The message given by a medium or of a technology, argues Mcluhan, is the change in proportions, rhythms, and patterns that it introduces in human relationships, while its contents or uses may be different, they have no effect on human forms of association. While technology, mediates our relationship with the world. In a world dominated by technology, most people consider technology a mere tool, but people themselves are often reduced to mere tools, dominated in their perceptions of the world: each medium has the power to impose its conditions on the careless or thoughtless user.
Driving Mcluhan to conclude that “only an authentic artist is able to deal freely with technology, because he possesses the expert awareness of how changes affect sensory perception”. So it’s the artist, the sole interpreter of the time in which he lives, because he is aware of the full potential his tools possess and uses them as an extension of his thinking and of his way of life.
However, what an artist produces is not always understood by his audience, as often happens with contemporary art, which is termed ‘difficult’, in the words of Angela Vettese “because this century holds the absolute record of beginnings and equally sudden eclipses of avant-garde artistic productions, innumerable trends and movements, with a decisive surge in the last fifty years” (Capire l’arte contemporanea, la guida più imitata all’arte del nostro tempo, Allemandi, 2010)
Two or three points explain precisely what’s going on. As we have said earlier with the words of Mcluhan, the artist is a busy researcher, an interpreter of his time, leaving the making of beauty to other, sensational figures such as designers, graphic designers, photographers and advertisers.
The first reason for this is globalization, in which fast developing technology and the ‘rich’ history of the European continent, have given birth to new professionalisms which use certain aesthetic and functional values, as is the case with design. That’s why the artist seeks out ‘the other’ and goes beyond sensational and exciting aesthetics, in his work he prefers to analyse underlying themes more carefully, without the need for beauty, but rather with depth and consistency.

**Data to examine**
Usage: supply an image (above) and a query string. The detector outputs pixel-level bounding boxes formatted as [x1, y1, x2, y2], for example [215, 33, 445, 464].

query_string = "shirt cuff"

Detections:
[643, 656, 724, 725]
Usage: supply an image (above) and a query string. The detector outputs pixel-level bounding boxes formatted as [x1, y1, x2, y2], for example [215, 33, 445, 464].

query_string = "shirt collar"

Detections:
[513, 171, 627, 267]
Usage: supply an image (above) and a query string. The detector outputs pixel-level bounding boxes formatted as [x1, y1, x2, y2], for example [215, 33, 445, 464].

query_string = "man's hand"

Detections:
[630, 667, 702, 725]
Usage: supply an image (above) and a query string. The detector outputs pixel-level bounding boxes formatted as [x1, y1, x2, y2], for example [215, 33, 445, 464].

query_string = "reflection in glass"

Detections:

==

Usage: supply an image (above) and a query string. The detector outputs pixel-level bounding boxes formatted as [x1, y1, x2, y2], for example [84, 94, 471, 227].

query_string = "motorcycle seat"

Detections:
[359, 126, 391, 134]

**Parts of the exercise**
1 > Name the figures that the passage on art and technology says the artist leaves the making of beauty to.
2 > According to the passage on art and technology, why is only an authentic artist able to deal freely with technology?
3 > Please copy the passage on art and technology word for word between "Driving Mcluhan to" and "tempo, Allemandi, 2010)", inclusive.
The rows have no connection to the passage on art and technology.

**Solutions for each task**
1 > Designers, graphic designers, photographers and advertisers.

2 > Only an authentic artist can deal freely with technology because he has the expert awareness of how changes affect sensory perception. He knows the full potential of his tools and uses them as an extension of his thinking and way of life.

3 >
Driving Mcluhan to conclude that “only an authentic artist is able to deal freely with technology, because he possesses the expert awareness of how changes affect sensory perception”. So it’s the artist, the sole interpreter of the time in which he lives, because he is aware of the full potential his tools possess and uses them as an extension of his thinking and of his way of life.
However, what an artist produces is not always understood by his audience, as often happens with contemporary art, which is termed ‘difficult’, in the words of Angela Vettese “because this century holds the absolute record of beginnings and equally sudden eclipses of avant-garde artistic productions, innumerable trends and movements, with a decisive surge in the last fifty years” (Capire l’arte contemporanea, la guida più imitata all’arte del nostro tempo, Allemandi, 2010)